→ What to do
Gather each line in the entries that includes the string "positive".

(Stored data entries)
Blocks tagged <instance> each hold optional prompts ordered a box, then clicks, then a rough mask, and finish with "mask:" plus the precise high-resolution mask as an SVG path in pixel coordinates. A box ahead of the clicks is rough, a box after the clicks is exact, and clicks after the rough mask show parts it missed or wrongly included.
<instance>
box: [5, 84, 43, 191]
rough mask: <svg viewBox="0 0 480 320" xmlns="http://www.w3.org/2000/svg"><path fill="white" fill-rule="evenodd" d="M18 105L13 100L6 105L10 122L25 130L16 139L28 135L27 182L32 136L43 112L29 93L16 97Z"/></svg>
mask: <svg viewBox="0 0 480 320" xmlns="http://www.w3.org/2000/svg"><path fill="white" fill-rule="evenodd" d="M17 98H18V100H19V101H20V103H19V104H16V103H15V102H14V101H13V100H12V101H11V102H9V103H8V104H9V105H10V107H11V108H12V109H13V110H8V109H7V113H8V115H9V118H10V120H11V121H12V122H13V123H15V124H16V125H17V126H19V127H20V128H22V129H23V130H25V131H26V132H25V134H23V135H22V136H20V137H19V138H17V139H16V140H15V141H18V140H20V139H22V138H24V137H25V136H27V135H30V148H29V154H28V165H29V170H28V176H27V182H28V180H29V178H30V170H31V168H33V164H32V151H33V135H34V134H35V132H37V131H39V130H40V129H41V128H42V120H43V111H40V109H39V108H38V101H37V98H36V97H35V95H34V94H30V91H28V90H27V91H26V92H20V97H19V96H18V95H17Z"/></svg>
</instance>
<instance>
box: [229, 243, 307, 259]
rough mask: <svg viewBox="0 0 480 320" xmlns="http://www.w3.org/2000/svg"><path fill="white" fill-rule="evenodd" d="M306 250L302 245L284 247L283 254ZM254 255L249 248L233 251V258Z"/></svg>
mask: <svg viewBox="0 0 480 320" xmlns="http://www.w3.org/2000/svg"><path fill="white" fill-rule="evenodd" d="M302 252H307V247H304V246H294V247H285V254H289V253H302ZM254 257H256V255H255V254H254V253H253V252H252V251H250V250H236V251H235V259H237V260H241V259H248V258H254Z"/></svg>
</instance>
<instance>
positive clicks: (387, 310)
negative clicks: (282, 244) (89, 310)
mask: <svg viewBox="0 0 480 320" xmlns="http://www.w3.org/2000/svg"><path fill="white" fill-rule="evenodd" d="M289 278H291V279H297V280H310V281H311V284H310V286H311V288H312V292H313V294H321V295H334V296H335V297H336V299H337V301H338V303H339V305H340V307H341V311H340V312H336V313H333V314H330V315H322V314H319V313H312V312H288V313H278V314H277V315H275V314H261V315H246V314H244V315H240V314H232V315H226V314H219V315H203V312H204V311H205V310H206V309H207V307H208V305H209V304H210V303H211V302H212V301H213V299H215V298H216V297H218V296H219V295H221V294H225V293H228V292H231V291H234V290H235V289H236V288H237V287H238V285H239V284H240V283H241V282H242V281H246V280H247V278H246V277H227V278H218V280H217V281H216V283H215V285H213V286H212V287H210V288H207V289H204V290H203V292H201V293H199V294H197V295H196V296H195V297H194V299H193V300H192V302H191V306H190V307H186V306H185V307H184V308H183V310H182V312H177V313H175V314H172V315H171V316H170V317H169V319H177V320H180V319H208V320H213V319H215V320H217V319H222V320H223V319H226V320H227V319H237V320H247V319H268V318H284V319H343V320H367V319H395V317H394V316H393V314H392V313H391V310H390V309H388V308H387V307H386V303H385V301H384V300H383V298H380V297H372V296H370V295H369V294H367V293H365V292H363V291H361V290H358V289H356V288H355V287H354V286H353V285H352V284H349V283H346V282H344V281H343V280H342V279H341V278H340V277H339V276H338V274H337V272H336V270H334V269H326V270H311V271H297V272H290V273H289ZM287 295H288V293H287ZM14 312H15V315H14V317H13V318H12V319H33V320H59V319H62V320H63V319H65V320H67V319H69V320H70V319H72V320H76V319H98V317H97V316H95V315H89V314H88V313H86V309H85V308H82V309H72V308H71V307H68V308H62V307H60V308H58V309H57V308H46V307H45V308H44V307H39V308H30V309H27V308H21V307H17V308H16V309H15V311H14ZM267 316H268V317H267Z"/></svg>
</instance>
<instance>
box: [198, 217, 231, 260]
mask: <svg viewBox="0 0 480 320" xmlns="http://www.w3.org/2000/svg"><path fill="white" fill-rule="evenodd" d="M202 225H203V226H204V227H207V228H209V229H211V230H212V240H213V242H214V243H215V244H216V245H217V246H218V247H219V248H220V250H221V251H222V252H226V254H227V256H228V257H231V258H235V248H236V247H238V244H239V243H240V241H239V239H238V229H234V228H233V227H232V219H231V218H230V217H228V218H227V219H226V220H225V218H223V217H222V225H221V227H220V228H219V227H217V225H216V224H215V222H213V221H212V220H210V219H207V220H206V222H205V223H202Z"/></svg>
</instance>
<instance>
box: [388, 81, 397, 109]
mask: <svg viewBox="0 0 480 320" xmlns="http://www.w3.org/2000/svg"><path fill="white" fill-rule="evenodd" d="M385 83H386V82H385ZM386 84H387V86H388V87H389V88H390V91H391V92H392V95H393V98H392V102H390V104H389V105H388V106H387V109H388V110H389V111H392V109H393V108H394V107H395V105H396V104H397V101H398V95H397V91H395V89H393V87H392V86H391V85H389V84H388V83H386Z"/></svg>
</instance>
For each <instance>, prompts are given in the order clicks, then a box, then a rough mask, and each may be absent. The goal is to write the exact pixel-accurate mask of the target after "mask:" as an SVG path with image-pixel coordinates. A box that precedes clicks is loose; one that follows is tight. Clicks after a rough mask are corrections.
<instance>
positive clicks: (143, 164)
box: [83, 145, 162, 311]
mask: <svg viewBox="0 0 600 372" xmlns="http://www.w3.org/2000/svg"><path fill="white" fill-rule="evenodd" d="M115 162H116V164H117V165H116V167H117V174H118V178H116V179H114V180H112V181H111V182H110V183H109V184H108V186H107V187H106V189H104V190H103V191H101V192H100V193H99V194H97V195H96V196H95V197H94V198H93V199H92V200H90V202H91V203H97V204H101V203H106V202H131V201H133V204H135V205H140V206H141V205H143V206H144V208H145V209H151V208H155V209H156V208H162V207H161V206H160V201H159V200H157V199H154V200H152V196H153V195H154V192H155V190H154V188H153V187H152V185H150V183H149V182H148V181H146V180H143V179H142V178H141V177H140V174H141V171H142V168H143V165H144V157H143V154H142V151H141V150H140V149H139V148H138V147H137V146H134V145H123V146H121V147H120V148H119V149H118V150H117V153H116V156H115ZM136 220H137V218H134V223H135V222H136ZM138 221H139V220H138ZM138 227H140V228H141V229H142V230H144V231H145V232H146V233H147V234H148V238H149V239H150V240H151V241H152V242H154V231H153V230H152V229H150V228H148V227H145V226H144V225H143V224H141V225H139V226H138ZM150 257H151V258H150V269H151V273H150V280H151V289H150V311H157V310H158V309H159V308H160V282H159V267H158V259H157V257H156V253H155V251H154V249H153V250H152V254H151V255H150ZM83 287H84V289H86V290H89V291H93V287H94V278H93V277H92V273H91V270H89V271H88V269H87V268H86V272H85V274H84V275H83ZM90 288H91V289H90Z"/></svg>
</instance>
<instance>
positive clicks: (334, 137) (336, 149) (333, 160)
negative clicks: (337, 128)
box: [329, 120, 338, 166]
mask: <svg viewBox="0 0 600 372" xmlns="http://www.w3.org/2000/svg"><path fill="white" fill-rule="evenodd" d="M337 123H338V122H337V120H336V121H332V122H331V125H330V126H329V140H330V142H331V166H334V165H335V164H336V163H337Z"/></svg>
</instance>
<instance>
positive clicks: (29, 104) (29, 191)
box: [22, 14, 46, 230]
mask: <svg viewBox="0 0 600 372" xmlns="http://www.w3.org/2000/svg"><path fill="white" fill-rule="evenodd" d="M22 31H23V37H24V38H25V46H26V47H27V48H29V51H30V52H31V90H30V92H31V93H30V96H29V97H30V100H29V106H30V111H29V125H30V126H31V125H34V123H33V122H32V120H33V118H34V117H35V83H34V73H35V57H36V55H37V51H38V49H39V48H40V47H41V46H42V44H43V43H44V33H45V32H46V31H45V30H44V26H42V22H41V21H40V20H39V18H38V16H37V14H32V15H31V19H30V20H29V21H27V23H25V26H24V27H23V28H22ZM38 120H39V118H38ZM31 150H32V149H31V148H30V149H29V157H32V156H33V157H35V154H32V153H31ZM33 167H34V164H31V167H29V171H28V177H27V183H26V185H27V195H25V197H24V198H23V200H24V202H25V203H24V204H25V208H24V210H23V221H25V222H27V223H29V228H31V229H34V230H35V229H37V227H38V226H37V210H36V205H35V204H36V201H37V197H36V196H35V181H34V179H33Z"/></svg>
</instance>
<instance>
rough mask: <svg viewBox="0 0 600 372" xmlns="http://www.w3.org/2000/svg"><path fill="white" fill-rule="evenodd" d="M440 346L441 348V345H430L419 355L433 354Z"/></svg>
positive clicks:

→ Output for this task
positive clicks: (387, 310)
positive clicks: (143, 164)
positive clicks: (334, 137) (336, 149) (333, 160)
positive clicks: (29, 104) (29, 191)
positive clicks:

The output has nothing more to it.